## TASK REQUIREMENTS:
**A)** In the cluster-building post, turn the paragraph that begins "We deployed the first incarnation" into a short bulleted list that keeps its main facts.
**B)** According to the cluster-building post, what did the writer use to cover the nicks and cuts on their fingers?
** BEGIN TEXT EXCERPT **
Cluster building

23 Jun 2010 Cluster building

With all of Bioteam’s talk about cloud computing, I was a bit surprised to find myself building an honest-to-goodness non-cloud, non-virtual compute cluster a couple of weeks ago. There were wires, blinking lights, whirring fans, circuit breakers, and all sorts of messy real-world details to contend with. The servers were heavy and unwieldy, and I made use of the roll of athletic tape in my cluster-build bag to cover the inevitable nicks and cuts in my fingers that accumulate over a couple of days of slinging metal.

We deployed the first incarnation of this system in 2004. At that time, it was a homogenous system built from single CPU G4 Xserve machines from Apple. I believe that it ran OS X 10.2 Server, installed via NetBoot from a portal that was configured by copying a bootable OS image from a USB drive.
** END TEXT EXCERPT **
** BEGIN DATA ROWS **
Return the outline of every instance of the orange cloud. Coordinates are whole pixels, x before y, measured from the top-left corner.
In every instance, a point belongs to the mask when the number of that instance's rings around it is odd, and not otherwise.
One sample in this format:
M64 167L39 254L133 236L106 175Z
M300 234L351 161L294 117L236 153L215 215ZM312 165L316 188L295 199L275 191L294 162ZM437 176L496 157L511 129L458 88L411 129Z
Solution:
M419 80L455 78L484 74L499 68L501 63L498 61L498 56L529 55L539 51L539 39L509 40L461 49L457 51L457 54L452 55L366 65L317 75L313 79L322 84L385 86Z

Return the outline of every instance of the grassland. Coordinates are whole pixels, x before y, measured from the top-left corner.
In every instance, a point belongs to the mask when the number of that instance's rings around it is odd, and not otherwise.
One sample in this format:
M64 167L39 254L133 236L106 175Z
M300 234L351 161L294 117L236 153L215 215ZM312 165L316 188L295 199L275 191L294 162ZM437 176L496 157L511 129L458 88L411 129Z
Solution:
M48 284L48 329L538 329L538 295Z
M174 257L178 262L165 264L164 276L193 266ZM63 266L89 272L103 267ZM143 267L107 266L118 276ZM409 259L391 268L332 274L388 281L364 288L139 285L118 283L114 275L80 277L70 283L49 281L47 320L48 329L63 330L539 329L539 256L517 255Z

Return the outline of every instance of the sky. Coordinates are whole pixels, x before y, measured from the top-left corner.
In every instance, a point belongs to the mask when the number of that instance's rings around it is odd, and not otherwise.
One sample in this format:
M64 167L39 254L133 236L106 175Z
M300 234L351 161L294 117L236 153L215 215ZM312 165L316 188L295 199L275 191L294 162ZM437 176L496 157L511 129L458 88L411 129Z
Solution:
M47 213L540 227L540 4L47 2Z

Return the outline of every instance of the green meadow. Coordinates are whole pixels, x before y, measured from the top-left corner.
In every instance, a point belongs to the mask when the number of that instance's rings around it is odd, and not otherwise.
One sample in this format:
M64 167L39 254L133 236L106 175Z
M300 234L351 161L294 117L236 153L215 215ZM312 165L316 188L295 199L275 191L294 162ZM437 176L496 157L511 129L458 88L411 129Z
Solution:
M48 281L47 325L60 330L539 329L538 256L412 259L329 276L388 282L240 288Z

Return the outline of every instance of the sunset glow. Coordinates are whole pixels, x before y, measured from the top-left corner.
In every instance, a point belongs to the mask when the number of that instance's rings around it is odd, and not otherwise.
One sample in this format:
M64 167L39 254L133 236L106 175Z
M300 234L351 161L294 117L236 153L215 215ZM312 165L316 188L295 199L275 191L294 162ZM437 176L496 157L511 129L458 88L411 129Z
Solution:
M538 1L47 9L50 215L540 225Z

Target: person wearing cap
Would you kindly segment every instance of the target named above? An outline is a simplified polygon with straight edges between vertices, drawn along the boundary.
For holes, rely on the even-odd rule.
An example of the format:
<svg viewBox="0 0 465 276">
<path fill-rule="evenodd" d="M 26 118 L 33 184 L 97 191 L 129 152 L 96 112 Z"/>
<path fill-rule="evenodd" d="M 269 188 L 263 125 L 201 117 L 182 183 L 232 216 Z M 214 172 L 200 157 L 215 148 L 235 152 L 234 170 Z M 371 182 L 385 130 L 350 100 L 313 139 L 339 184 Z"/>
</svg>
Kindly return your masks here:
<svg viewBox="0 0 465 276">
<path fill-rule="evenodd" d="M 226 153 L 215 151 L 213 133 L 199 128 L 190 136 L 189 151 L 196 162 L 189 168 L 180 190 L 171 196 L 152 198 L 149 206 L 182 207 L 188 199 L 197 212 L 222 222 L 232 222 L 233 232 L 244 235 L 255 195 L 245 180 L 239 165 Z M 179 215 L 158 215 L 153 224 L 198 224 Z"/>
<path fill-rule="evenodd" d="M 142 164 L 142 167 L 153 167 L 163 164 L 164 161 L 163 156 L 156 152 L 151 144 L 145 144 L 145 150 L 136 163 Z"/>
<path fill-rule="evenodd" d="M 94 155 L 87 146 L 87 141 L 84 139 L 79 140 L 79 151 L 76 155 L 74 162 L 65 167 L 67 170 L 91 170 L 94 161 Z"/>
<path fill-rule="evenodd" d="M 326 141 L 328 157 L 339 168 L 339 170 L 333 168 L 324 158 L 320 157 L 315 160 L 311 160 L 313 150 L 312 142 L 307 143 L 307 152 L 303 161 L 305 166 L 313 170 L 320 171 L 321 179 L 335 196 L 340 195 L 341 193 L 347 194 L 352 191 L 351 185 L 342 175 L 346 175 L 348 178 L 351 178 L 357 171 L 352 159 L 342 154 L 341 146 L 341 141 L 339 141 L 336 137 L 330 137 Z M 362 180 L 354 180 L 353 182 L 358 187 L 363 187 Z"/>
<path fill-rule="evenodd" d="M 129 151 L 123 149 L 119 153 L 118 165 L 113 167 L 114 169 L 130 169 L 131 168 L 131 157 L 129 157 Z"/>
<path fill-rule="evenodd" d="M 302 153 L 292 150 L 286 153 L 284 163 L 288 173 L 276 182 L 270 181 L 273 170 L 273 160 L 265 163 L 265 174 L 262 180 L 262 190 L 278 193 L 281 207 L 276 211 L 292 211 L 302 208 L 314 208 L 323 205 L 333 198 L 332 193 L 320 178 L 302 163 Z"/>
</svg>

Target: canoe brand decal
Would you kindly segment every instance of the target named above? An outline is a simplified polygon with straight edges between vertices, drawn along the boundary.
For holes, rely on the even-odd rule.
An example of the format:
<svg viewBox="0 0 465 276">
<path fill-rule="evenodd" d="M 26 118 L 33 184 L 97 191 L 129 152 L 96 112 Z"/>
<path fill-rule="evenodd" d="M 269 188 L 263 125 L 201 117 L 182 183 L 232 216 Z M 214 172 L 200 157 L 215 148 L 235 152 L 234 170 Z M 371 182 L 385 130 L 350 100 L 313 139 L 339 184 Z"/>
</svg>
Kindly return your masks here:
** END DATA ROWS **
## THE ANSWERS:
**A)**
- The first version of the system went into use in 2004.
- It was a uniform setup built from Apple's single-CPU G4 Xserve machines.
- The writer believes it ran OS X 10.2 Server.
- It was installed through NetBoot from a portal, which was set up by copying a bootable OS image from a USB drive.

**B)** A roll of athletic tape from their cluster-build bag.